### [Supplied passage]
+--
The Dead Sea, one of the world’s cultural and ecological treasures, has been long recognized for its healing powers. Legend holds that such figures as the Queen of Sheba, Aristotle and Cleopatra sought the Dead Sea’s life-enhancing waters. (In fact, it is said that Cleopatra traveled from Egypt to build the world’s first spa on its shore.)
King David took refuge there and Herod the Great soaked away cares of state in the sea. For 5,000 years people have floated (literally) on the buoyant, salty waters.
Today, tens of thousands of travelers from all over the world visit the Dead Sea to treat maladies from skin diseases to muscle and respiratory ailments. The mineral-rich waters, mud and thermo-mineral springs and oxygen-rich atmosphere are thought to have remarkable health-giving properties.
The salt lake, located along part of the border of Jordon and Israel, is the lowest point on Earth at 400 meters (1,310 feet) below sea level. It was formed when an earthquake caused two ancient continents to separate and form a deep rift. The Dead Sea is fed by the Jordon River and surrounding mineral springs.
Ten times more salty than the ocean and 3 times more than Utah’s Great Salt Lake, the water is so buoyant that swimming is more like bobbing along in a hot bath. No fish or plant can live there.
A natural health spa
The water contains 21 minerals, including magnesium, calcium, bromine and potassium. Twelve of these are found in no other sea or ocean on earth — and there is more calming bromine in the air around the Dead Sea than anywhere else on the planet.
These minerals help to treat skin diseases such as psoriasis and dermatitis, and the area’s warm dry air is beneficial to arthritis sufferers. With up to 8 percent more oxygen molecules per cubic meter than ordinary air at sea level and low pollen counts, the oxygen-rich air helps those suffering from certain asthmas and respiratory conditions.
Researchers have found that the region’s low altitude also offers health benefits to people with congestive heart failure who have had a heart attack. Patients reported they felt better and were able to walk longer distances on a treadmill after a short visit to the Dead Sea. They also experienced an increase in blood oxygen and a decrease in resting blood pressure.
To accommodate the many visitors to this natural health spa, a number of large hotels and spas have sprung up along the banks of the sea.
+--
Stored items:
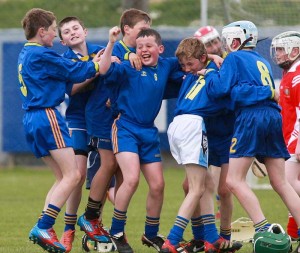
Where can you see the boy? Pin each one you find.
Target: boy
(265, 140)
(219, 131)
(43, 75)
(135, 138)
(73, 35)
(285, 52)
(132, 22)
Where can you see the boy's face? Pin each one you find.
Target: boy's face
(192, 65)
(214, 47)
(148, 50)
(47, 36)
(132, 32)
(73, 34)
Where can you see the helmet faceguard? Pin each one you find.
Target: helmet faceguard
(243, 30)
(286, 42)
(206, 34)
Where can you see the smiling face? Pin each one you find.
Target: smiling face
(72, 33)
(149, 50)
(48, 35)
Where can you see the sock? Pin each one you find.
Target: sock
(118, 222)
(41, 215)
(92, 210)
(225, 233)
(262, 226)
(70, 221)
(210, 229)
(49, 217)
(176, 233)
(292, 227)
(151, 227)
(197, 228)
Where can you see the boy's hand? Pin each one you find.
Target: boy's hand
(114, 34)
(135, 61)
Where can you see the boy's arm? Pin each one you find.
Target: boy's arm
(105, 61)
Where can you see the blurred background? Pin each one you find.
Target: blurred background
(174, 19)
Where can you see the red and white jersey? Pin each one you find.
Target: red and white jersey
(290, 101)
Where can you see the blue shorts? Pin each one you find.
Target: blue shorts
(144, 141)
(45, 130)
(94, 162)
(258, 133)
(80, 142)
(219, 134)
(100, 143)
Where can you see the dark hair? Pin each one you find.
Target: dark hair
(67, 20)
(190, 47)
(131, 17)
(150, 32)
(34, 19)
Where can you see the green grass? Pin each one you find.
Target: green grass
(22, 193)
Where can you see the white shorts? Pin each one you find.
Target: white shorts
(292, 158)
(188, 140)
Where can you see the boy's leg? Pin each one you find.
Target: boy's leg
(196, 177)
(89, 221)
(63, 164)
(129, 164)
(153, 174)
(226, 204)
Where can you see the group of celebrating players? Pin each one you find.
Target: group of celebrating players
(228, 112)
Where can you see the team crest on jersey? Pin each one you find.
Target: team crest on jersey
(286, 91)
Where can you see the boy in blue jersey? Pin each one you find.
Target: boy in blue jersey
(188, 143)
(258, 126)
(43, 76)
(73, 35)
(132, 22)
(135, 138)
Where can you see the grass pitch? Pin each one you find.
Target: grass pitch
(23, 190)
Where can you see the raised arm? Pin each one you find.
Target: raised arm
(105, 61)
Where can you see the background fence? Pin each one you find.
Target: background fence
(174, 19)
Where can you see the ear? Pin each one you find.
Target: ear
(161, 49)
(62, 42)
(235, 44)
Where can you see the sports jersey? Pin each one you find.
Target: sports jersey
(194, 99)
(101, 107)
(246, 85)
(289, 101)
(43, 75)
(141, 92)
(75, 113)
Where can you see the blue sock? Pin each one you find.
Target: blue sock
(210, 229)
(262, 225)
(49, 217)
(198, 228)
(151, 227)
(177, 231)
(118, 222)
(70, 221)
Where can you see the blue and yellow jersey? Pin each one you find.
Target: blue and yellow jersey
(75, 113)
(141, 92)
(246, 77)
(43, 75)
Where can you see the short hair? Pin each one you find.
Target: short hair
(36, 18)
(150, 32)
(190, 47)
(67, 20)
(131, 17)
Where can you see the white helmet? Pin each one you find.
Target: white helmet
(244, 30)
(206, 34)
(287, 41)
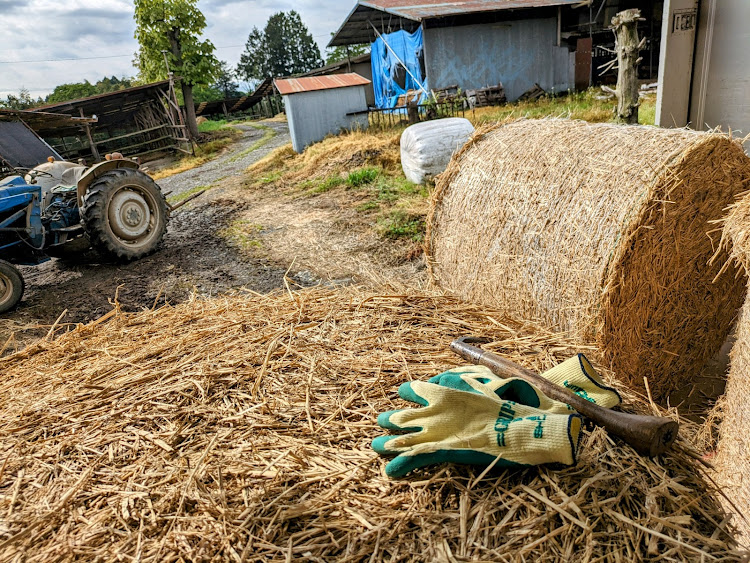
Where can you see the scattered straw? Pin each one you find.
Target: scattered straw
(599, 230)
(238, 429)
(733, 454)
(331, 156)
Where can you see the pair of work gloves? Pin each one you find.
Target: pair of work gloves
(472, 416)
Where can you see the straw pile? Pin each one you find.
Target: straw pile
(238, 429)
(733, 455)
(599, 230)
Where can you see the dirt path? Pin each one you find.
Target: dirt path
(231, 237)
(192, 257)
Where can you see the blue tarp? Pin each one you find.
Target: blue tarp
(408, 47)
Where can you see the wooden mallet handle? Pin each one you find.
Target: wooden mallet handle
(650, 435)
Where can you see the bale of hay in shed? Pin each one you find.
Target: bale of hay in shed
(239, 429)
(733, 452)
(602, 231)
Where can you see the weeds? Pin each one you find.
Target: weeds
(327, 184)
(399, 223)
(212, 125)
(362, 176)
(584, 105)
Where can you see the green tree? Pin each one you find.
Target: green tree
(283, 48)
(113, 84)
(72, 91)
(22, 101)
(339, 53)
(206, 94)
(175, 26)
(225, 82)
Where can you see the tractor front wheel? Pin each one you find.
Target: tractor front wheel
(125, 214)
(11, 286)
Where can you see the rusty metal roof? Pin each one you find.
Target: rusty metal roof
(408, 14)
(287, 86)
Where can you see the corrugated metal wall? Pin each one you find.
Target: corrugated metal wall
(721, 74)
(313, 115)
(517, 53)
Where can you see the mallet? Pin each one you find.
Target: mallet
(650, 435)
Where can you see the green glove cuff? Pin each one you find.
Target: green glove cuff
(576, 374)
(470, 427)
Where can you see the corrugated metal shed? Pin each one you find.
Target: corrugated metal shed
(321, 105)
(287, 86)
(407, 14)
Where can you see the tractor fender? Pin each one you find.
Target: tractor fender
(97, 170)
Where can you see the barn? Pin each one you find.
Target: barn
(558, 44)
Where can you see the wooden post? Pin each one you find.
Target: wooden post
(94, 150)
(627, 47)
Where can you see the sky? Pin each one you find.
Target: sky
(48, 43)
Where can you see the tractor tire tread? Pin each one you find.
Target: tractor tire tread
(18, 285)
(95, 220)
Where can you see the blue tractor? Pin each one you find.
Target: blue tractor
(59, 208)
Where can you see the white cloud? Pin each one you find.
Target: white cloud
(45, 31)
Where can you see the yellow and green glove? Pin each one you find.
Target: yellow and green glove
(472, 416)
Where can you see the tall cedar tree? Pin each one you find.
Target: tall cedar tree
(175, 26)
(283, 48)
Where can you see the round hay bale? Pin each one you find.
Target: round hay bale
(426, 148)
(733, 452)
(602, 231)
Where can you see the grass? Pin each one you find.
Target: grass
(362, 176)
(212, 125)
(580, 105)
(327, 184)
(398, 223)
(367, 165)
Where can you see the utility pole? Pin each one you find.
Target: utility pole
(627, 45)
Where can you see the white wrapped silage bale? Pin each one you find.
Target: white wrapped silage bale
(426, 148)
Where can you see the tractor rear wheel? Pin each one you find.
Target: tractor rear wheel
(11, 286)
(124, 214)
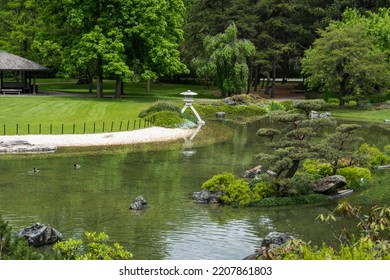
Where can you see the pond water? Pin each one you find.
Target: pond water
(97, 196)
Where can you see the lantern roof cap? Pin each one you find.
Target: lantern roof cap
(189, 93)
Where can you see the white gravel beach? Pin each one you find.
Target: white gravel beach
(147, 135)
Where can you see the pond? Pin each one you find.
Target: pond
(97, 196)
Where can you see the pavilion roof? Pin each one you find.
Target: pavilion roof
(11, 62)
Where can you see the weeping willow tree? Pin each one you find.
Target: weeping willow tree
(225, 60)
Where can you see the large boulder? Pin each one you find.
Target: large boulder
(252, 173)
(207, 197)
(330, 185)
(271, 241)
(40, 235)
(139, 203)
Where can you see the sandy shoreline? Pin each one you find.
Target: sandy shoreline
(147, 135)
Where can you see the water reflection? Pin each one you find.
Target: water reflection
(97, 196)
(188, 149)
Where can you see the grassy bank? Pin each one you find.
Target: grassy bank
(38, 113)
(132, 89)
(84, 114)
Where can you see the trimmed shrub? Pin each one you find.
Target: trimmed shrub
(314, 167)
(167, 119)
(303, 183)
(371, 155)
(219, 182)
(263, 189)
(208, 111)
(357, 177)
(386, 149)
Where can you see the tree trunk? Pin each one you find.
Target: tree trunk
(99, 82)
(273, 78)
(148, 86)
(118, 87)
(256, 78)
(90, 83)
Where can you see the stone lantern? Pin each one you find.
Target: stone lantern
(188, 100)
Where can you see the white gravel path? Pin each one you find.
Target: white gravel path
(147, 135)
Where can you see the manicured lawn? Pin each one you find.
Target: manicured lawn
(59, 114)
(133, 89)
(38, 113)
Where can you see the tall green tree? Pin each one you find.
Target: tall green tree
(19, 23)
(121, 39)
(345, 61)
(153, 34)
(225, 60)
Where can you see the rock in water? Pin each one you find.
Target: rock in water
(139, 203)
(207, 197)
(40, 235)
(330, 184)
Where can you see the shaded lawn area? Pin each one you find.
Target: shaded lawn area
(29, 113)
(132, 89)
(59, 114)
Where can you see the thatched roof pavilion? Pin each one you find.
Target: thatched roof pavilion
(26, 68)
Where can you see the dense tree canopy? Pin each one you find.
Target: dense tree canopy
(345, 61)
(225, 61)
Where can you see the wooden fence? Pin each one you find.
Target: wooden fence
(80, 128)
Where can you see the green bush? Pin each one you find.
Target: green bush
(303, 183)
(219, 182)
(379, 98)
(315, 167)
(235, 191)
(209, 111)
(371, 156)
(386, 149)
(276, 106)
(160, 106)
(333, 101)
(357, 177)
(167, 119)
(96, 249)
(263, 189)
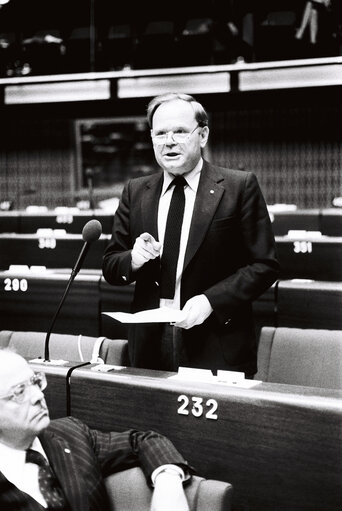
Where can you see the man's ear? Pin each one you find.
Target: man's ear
(204, 136)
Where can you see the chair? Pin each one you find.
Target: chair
(64, 346)
(295, 356)
(128, 491)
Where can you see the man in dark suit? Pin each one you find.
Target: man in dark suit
(80, 458)
(226, 253)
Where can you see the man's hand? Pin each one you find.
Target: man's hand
(197, 310)
(144, 249)
(168, 494)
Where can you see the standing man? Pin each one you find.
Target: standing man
(195, 237)
(61, 465)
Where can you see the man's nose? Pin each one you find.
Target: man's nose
(36, 394)
(169, 138)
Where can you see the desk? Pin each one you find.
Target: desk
(331, 222)
(9, 221)
(49, 251)
(114, 299)
(71, 220)
(310, 257)
(279, 445)
(29, 300)
(300, 219)
(309, 304)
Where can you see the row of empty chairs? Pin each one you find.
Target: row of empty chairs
(300, 255)
(293, 356)
(28, 300)
(327, 221)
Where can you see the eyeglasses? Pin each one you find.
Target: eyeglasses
(19, 392)
(179, 137)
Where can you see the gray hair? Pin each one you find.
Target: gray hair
(201, 115)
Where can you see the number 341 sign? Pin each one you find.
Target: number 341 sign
(197, 407)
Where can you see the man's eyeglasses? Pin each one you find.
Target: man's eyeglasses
(19, 392)
(179, 137)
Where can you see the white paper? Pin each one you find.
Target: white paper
(161, 315)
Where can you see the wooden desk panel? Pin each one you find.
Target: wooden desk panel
(300, 219)
(310, 258)
(9, 221)
(279, 445)
(331, 222)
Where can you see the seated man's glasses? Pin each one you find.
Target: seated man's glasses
(179, 136)
(19, 393)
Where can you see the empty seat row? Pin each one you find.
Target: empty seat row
(328, 221)
(69, 219)
(306, 357)
(300, 256)
(67, 347)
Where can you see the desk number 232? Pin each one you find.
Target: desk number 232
(196, 405)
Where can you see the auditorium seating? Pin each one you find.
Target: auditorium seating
(29, 300)
(308, 304)
(277, 444)
(128, 491)
(72, 348)
(72, 220)
(328, 221)
(50, 249)
(299, 219)
(308, 357)
(309, 256)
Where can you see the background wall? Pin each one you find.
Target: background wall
(292, 141)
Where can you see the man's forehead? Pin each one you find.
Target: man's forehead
(13, 369)
(176, 110)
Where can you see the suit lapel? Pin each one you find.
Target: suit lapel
(150, 202)
(60, 455)
(208, 197)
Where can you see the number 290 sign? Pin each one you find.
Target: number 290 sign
(197, 407)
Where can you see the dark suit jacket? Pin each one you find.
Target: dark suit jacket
(230, 257)
(81, 458)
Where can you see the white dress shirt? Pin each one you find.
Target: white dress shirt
(192, 178)
(23, 475)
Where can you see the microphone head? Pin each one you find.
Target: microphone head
(92, 231)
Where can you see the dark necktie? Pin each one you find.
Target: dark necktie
(173, 229)
(48, 483)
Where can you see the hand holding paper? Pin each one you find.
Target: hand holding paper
(161, 315)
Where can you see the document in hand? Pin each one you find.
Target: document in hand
(161, 315)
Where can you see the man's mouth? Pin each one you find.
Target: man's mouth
(171, 154)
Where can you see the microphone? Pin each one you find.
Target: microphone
(91, 232)
(89, 175)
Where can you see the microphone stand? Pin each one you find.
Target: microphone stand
(74, 272)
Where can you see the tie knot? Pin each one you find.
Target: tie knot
(36, 457)
(179, 181)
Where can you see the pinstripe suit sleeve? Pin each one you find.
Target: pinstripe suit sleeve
(117, 451)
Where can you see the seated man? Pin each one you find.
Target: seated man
(61, 464)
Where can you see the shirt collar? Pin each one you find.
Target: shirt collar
(192, 177)
(13, 460)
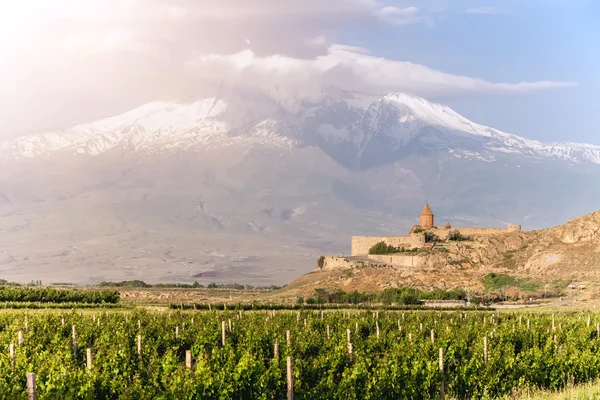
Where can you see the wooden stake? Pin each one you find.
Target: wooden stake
(485, 350)
(349, 344)
(290, 379)
(442, 388)
(31, 387)
(13, 356)
(88, 356)
(188, 359)
(223, 332)
(74, 336)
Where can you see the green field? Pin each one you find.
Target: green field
(524, 352)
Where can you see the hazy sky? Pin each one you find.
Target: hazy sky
(528, 67)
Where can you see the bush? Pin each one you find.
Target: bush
(455, 235)
(431, 237)
(383, 248)
(321, 262)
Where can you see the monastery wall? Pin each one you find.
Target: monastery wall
(487, 231)
(362, 244)
(397, 260)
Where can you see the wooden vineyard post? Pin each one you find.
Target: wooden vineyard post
(88, 356)
(31, 387)
(11, 352)
(223, 332)
(349, 344)
(290, 379)
(485, 350)
(74, 337)
(188, 359)
(442, 389)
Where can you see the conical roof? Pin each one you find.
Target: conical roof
(426, 210)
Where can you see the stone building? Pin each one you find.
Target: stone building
(416, 238)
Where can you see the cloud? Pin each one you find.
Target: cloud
(68, 61)
(350, 68)
(488, 10)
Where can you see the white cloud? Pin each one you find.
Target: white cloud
(488, 10)
(351, 68)
(69, 61)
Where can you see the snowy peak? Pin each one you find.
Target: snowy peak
(355, 129)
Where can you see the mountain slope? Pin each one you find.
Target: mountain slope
(255, 185)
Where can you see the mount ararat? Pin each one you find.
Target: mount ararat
(253, 185)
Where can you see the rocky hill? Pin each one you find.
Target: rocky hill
(566, 253)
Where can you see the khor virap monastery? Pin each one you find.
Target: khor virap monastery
(417, 238)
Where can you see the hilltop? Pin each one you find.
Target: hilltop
(558, 256)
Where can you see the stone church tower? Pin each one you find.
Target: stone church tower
(427, 217)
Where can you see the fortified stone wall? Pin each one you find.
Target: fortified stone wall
(401, 261)
(487, 231)
(362, 244)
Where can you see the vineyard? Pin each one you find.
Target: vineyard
(234, 354)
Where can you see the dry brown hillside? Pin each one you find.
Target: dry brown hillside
(569, 252)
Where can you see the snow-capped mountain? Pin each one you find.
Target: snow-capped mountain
(252, 186)
(358, 131)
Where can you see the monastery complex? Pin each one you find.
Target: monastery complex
(417, 237)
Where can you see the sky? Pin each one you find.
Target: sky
(528, 67)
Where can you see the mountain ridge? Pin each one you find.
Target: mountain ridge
(352, 121)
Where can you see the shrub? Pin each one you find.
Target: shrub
(455, 235)
(383, 248)
(431, 237)
(321, 262)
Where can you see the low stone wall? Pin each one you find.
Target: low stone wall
(362, 244)
(481, 231)
(398, 260)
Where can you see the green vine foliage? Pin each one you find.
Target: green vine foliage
(399, 364)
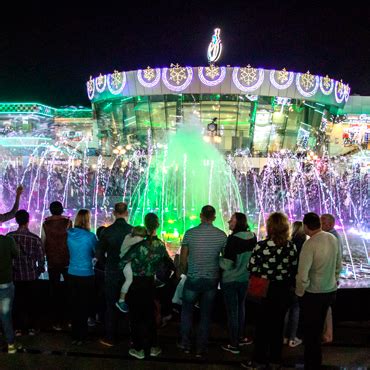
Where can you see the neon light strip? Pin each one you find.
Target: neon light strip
(207, 82)
(146, 83)
(120, 89)
(98, 88)
(322, 88)
(281, 86)
(307, 94)
(337, 97)
(91, 95)
(180, 87)
(248, 88)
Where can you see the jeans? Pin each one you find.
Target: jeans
(270, 323)
(203, 290)
(81, 290)
(6, 303)
(291, 328)
(314, 309)
(25, 302)
(113, 284)
(234, 296)
(140, 299)
(57, 294)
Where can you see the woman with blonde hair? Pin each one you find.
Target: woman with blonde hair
(81, 244)
(274, 259)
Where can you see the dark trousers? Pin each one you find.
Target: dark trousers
(314, 308)
(270, 323)
(234, 295)
(24, 308)
(140, 299)
(81, 290)
(113, 284)
(58, 293)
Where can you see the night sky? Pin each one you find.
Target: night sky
(48, 57)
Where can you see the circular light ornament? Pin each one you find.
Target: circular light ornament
(339, 91)
(101, 83)
(326, 85)
(149, 77)
(307, 84)
(347, 91)
(248, 79)
(90, 88)
(181, 76)
(212, 75)
(116, 82)
(284, 79)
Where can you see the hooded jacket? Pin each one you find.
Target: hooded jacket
(235, 259)
(81, 245)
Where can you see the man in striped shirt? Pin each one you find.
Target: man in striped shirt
(200, 251)
(27, 267)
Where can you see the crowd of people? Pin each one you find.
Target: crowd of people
(323, 186)
(285, 272)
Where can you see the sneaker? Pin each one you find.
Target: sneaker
(245, 341)
(185, 349)
(122, 306)
(155, 351)
(230, 348)
(295, 342)
(140, 355)
(13, 348)
(106, 342)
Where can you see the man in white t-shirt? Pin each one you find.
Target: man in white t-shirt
(316, 284)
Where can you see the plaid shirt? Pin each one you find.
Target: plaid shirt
(31, 260)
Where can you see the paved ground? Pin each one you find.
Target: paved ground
(53, 350)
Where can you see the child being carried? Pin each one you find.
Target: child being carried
(138, 234)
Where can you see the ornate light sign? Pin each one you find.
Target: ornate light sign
(215, 47)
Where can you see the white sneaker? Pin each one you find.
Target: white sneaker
(140, 355)
(155, 351)
(295, 342)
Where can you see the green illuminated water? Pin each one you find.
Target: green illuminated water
(181, 177)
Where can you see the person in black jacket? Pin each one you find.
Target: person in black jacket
(108, 254)
(234, 262)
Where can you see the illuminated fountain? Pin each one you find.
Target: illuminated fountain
(180, 178)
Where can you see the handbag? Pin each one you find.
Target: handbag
(257, 288)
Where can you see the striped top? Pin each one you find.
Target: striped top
(205, 243)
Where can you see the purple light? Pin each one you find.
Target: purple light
(323, 89)
(250, 88)
(284, 85)
(120, 89)
(306, 93)
(339, 95)
(99, 88)
(144, 82)
(179, 87)
(92, 83)
(207, 82)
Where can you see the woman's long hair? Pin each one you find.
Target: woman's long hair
(151, 222)
(83, 219)
(278, 228)
(241, 223)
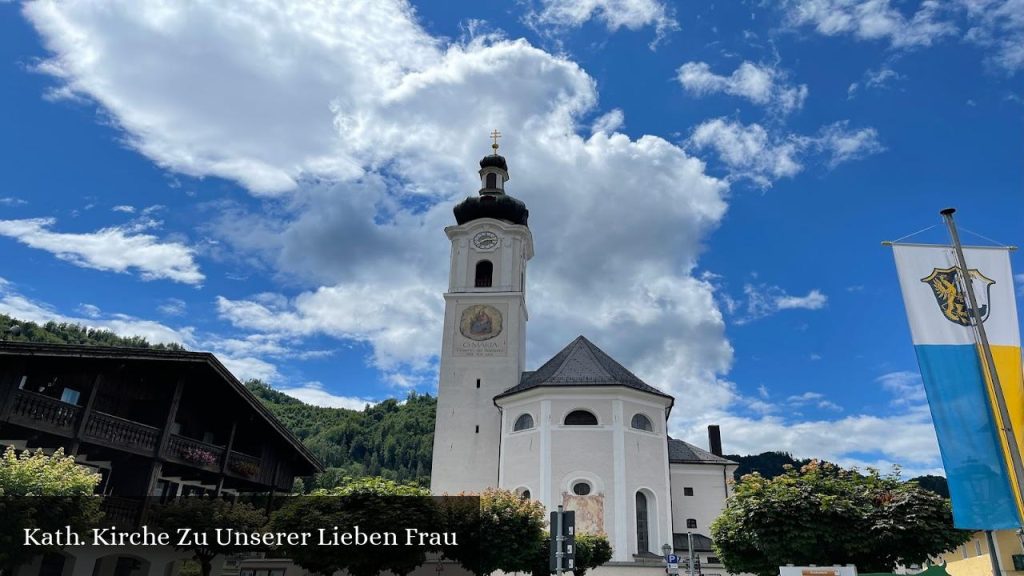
+--
### [Tasks]
a: Reproduce the part of the Dead Sea passage starting with "Today, tens of" and going on through "can live there.".
b: Write the next part of the Dead Sea passage, picking up right after its final sentence.

### [Outputs for the tasks]
a:
Today, tens of thousands of travelers from all over the world visit the Dead Sea to treat maladies from skin diseases to muscle and respiratory ailments. The mineral-rich waters, mud and thermo-mineral springs and oxygen-rich atmosphere are thought to have remarkable health-giving properties.
The salt lake, located along part of the border of Jordon and Israel, is the lowest point on Earth at 400 meters (1,310 feet) below sea level. It was formed when an earthquake caused two ancient continents to separate and form a deep rift. The Dead Sea is fed by the Jordon River and surrounding mineral springs.
Ten times more salty than the ocean and 3 times more than Utah’s Great Salt Lake, the water is so buoyant that swimming is more like bobbing along in a hot bath. No fish or plant can live there.

b:
Unique touring opportunities
The Dead Sea region offers a breathtaking landscape — and a long, long history. Here are a few highlights.
Masada. The mountain fortress of Masada, built by Herod the Great, offers awe-inspiring views of the Judean Desert and Dead Sea. It is famous as the spot where nearly 1,000 Jewish zealots in 74 A.D. chose death over capture by Roman soldiers. It is also the site of the ruins of one of King Herod’s palaces.
You can climb Masada along its winding serpentine path or ride to the top via cable car. On summer nights, the story of Masada is told in a 40-minute sound and light show in its outdoor amphitheater.
Qumran. At the northern tip of the Dead Sea you’ll find the caves where 50 years ago, a Bedouin shepherd found the first of many Dead Sea Scrolls. While you can’t climb into the caves, you can explore the ruins thought to be inhabited 2,000 years ago, by the prophetic-messianic sect known as the Essenes.
Note: bird-watchers may also be treated with sightings of the many unusual birds of the Judean Desert, including the brilliantly colored Little Green Bee Eater.
Nearby, Kibbutz Almog houses replicas of the Dead Sea Scrolls.
Ein Gedi Oasis. Popular with hikers, this ancient oasis has embracing fresh water pools and waterfalls, lush tropical vegetation and desert ibex and rock badgers (or hyrax), distant relatives of elephants that roamed the region in prehistoric times.
Mount Sodom. Mount Sodom is an 11-mile range of pure salt. Standing on top is a block of salt known as Lot’s wife. The weathered formation resembles a woman turning to see God’s fury against the ancient “dens of sin” — the cities of Sodom and Gomorrah.
IF YOU GO
Hod Hamidbar Resort & Spa Hotel - Visit the resort’s mineral-rich sulphur pools, a heated Dead Sea water pool, hydrotherapy, treatment rooms, jacuzzi and a Finnish sauna.
Le Meridian Dead Sea - This five-star resort is set among 12 acres of luxuriant gardens. The hotel offers lake-sized pools, mineral baths, and a variety of wellness treatments using mud, seaweed, aloe vera or hot stones.
Moriah Plaza Dead Sea - Stretched alongside a private beach facing the Jordanian hills, this five-star hotel has heated indoor salt water and outdoor pools, as well as a spa offering a wide range of pampering treatments.
Daniel Dead Sea - Visit the newly renovated swimming pool (to the tune of $1 million) and the Shizen Spa.
Ein Gedi - This kibbutz-run spa with 6 thermo-mineral springs overlooks the sea and the Moab Mountains.